Return every line below that contains the string "branch", copied in full. Case counts.

## START Data provided

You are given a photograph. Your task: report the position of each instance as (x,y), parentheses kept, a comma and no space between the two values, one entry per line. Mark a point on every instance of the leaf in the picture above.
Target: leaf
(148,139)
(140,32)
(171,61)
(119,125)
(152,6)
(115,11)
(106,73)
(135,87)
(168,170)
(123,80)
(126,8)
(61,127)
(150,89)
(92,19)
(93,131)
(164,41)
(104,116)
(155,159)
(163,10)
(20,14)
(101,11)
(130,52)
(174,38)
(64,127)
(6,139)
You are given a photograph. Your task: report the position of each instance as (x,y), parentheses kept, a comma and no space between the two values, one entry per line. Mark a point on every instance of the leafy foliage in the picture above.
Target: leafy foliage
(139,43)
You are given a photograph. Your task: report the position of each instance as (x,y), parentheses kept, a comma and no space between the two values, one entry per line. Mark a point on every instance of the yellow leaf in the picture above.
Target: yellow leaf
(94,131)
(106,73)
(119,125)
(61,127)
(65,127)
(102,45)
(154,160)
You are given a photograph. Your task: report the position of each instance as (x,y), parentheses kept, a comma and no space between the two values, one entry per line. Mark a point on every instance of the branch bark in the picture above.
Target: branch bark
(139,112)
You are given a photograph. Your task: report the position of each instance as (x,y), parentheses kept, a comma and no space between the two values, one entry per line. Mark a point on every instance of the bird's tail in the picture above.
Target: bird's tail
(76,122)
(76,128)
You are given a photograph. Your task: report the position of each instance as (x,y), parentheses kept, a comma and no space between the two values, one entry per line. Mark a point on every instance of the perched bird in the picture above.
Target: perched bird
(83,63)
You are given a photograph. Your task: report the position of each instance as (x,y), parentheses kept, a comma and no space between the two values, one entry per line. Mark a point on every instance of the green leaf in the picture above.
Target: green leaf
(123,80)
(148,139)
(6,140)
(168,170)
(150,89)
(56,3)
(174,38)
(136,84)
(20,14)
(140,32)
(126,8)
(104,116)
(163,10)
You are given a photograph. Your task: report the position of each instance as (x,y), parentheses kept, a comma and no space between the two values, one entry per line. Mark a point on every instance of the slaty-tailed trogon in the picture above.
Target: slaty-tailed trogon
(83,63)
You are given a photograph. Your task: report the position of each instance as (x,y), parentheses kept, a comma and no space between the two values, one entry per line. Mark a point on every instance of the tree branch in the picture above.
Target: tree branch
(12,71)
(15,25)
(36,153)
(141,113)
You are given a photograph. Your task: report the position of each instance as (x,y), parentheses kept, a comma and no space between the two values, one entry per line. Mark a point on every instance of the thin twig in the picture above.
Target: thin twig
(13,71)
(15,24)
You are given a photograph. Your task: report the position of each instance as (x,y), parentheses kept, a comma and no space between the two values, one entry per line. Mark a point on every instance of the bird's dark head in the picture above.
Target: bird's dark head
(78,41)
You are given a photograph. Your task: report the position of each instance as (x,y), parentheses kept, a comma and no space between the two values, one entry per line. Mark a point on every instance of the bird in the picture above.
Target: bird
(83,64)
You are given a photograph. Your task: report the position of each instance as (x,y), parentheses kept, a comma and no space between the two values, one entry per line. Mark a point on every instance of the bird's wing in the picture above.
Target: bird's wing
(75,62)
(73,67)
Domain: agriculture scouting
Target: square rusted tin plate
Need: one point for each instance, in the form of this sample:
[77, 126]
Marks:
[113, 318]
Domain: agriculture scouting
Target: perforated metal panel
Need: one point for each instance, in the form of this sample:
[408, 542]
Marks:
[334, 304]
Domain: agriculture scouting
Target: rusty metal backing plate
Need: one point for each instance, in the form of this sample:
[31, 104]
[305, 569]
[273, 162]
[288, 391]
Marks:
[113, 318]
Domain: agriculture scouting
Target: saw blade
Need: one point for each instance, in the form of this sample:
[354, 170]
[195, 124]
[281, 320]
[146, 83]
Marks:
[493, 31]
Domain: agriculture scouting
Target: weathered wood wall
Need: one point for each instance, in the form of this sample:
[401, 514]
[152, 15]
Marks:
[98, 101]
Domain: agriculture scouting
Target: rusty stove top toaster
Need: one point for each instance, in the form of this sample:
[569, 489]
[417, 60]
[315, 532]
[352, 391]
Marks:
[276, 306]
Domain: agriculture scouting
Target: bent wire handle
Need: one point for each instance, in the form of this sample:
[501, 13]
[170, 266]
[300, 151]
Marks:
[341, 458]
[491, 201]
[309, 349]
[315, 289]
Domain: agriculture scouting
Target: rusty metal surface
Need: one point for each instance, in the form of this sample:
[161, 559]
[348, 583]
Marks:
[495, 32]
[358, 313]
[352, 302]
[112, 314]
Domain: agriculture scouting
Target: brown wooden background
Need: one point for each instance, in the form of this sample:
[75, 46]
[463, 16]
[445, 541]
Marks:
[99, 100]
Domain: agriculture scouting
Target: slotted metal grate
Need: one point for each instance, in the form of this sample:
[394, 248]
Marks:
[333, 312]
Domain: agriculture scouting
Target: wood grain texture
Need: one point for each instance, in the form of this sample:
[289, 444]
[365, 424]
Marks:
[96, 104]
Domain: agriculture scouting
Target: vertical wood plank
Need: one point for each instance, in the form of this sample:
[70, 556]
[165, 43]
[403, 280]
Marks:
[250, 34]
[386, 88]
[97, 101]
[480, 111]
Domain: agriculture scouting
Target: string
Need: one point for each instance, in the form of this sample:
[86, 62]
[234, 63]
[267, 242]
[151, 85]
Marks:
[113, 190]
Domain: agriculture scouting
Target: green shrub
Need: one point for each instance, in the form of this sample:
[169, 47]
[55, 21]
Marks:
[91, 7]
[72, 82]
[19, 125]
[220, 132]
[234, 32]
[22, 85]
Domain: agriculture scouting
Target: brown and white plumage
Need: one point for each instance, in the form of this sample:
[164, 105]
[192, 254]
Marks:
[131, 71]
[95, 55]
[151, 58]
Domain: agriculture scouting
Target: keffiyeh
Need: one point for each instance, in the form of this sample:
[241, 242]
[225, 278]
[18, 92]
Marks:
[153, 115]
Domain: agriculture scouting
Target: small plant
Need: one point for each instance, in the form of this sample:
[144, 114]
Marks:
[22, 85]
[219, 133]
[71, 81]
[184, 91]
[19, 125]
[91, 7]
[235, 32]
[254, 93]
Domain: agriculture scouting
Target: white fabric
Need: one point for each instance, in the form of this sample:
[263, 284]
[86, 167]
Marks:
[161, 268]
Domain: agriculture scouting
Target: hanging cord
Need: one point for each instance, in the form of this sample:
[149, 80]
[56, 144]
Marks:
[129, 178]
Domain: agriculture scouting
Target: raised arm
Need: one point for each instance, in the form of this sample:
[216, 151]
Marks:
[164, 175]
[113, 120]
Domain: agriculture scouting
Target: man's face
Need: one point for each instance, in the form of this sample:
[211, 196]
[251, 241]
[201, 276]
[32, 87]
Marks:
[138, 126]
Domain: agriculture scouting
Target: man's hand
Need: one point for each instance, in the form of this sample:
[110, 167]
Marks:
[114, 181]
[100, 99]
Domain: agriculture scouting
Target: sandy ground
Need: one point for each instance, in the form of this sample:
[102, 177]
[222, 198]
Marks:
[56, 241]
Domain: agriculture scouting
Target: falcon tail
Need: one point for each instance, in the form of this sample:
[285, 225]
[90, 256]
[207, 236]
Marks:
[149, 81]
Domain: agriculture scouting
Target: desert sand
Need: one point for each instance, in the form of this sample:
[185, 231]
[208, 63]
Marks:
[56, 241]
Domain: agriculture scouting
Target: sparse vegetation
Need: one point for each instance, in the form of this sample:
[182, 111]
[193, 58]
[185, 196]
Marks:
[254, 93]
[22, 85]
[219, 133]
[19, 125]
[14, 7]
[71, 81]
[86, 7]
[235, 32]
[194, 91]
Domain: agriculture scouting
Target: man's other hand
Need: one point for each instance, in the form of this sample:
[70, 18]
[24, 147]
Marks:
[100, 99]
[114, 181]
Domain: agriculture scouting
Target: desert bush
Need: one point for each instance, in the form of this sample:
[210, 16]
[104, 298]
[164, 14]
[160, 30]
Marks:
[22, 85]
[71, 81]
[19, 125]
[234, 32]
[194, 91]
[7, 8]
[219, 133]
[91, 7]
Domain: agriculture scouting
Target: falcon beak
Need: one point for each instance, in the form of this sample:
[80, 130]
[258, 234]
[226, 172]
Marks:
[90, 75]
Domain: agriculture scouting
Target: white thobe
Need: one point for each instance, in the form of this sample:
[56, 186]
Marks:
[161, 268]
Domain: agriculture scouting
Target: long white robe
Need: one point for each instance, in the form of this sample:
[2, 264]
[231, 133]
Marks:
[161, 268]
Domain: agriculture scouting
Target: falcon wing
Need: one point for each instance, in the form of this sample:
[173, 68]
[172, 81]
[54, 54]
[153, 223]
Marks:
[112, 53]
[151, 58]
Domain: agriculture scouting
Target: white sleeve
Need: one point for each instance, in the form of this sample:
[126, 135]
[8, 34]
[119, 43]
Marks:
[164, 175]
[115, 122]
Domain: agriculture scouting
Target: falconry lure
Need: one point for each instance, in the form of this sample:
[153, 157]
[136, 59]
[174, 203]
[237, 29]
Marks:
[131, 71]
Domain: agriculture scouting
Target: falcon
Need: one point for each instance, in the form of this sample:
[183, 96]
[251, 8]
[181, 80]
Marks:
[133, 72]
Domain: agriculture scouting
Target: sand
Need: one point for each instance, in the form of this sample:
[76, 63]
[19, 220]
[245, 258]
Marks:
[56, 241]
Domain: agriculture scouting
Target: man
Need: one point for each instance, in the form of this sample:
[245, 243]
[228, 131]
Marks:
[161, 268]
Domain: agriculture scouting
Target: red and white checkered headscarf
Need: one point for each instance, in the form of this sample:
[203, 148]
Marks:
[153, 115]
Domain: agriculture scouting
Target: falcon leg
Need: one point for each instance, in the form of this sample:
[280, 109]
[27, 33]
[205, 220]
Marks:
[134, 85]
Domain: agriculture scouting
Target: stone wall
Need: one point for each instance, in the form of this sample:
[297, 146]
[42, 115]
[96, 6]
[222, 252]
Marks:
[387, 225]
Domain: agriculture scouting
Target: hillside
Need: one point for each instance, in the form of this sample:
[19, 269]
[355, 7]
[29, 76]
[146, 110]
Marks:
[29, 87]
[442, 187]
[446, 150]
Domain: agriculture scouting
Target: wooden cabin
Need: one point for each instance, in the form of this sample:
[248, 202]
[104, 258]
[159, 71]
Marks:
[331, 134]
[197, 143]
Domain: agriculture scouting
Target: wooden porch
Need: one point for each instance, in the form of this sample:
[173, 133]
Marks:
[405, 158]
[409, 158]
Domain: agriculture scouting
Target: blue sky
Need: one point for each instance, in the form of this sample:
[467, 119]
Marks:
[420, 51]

## END Data provided

__Full solution__.
You are given a photograph. Your task: report the position of each instance as (x,y), parentheses kept, a comma and no space between the two values, one entry per line. Mark a point on every instance of the branch bark in the picture above.
Target: branch bark
You are given a photograph. Your task: report the position of each instance as (x,y), parentheses kept, a comma and no space between the two values, one entry per line. Mark a point on every instance of the tree branch in the picture above.
Target: tree branch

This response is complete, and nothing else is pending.